[Text excerpt]:
-.-.-
Cannabis Research and Development
In addition to decades of efforts to develop improved methods for producing standardized marijuana, UM researchers have vast experience in the isolation, identification and synthesis of cannabinoids. Over 500 chemical compounds have been identified in the cannabis plant, many of which were discovered by UM researchers. Over 100 of these chemical compounds are classified as “cannabinoids,” based on their activity on cannabinoid receptors in cells causing physiological effects in humans.
UM encourages research investigators interested in any aspect of cannabis research to contact UM researchers regarding collaborative efforts.
An example of a successful collaboration is UM’s ongoing partnership with Nemus Bioscience Inc. in the development and commercialization of cannabinoid-based pharmaceutical products. Compounds licensed to Nemus Bioscience by UM have been bio-engineered to have more predictable bioavailability and pharmacokinetics, leading to optimized efficacy and safety profiles. These compounds include prodrugs of THC and analogs of cannabidiol (CBD) for the treatment of a variety of acute and chronic conditions.
-.-.-
[Supplied records]:
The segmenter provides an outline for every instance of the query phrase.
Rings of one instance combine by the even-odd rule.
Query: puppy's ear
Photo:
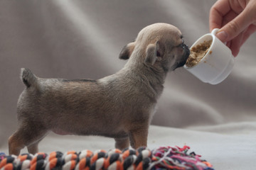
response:
[[[131,56],[135,47],[135,42],[130,42],[125,45],[122,50],[119,58],[122,60],[127,60]]]
[[[144,62],[154,65],[156,61],[161,61],[164,54],[164,47],[159,41],[155,44],[149,44],[146,50],[146,58]]]

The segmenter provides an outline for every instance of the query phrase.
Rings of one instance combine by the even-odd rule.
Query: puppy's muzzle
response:
[[[181,47],[183,48],[183,55],[182,55],[181,58],[181,60],[179,61],[178,63],[177,63],[177,66],[176,66],[176,68],[178,67],[183,67],[183,65],[185,65],[186,64],[186,60],[188,60],[188,56],[190,55],[190,50],[189,50],[189,48],[188,48],[188,46],[186,45],[186,44],[184,43],[182,43],[181,45]]]

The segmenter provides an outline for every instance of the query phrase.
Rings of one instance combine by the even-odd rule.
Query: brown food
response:
[[[203,43],[192,47],[190,50],[190,55],[186,60],[186,66],[191,67],[198,64],[209,50],[212,42],[212,40],[204,41]]]

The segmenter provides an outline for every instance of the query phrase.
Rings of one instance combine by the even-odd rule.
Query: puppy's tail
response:
[[[37,86],[37,77],[29,69],[21,69],[21,78],[27,88]]]

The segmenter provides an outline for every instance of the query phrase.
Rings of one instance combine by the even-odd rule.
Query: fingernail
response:
[[[216,34],[216,37],[220,39],[222,42],[226,42],[228,34],[225,31],[220,31]]]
-.-.-
[Work required]: Proceed with the text on cannabis research at UM, picking up after its last sentence. The records were taken from a different source than the text.

[Answer below]:
CBD Treatments of Pediatric Epilepsy:
Investigators at the University of Mississippi Medical Center (UMMC) will conduct a pilot clinical trial to study the effects of a standardized CBD extract in the treatment of epileptic seizures in children. Since 2014, when the Mississippi state law known as “Harper Grace’s Law” was enacted by the Governor, researchers and administrators at the National Center for Natural Products Research (NCNPR) and UMMC have worked diligently to design the study, develop a stable and palatable formulation for use in the study, and obtain the required authorizations from the federal government for the conduct of the clinical trial.
A standardized CBD extract provided by the National Institute on Drug Abuse (NIDA) Drug Supply Program will be delivered to the UMMC Pharmacy to be dispensed to patients enrolled in the study. This clinical study enrolls children with refractory or more serious types of epilepsy.
Latest update: UMMC investigators submitted an Investigational New Drug Application (IND) to the Food and Drug Administration (FDA) in August 2017.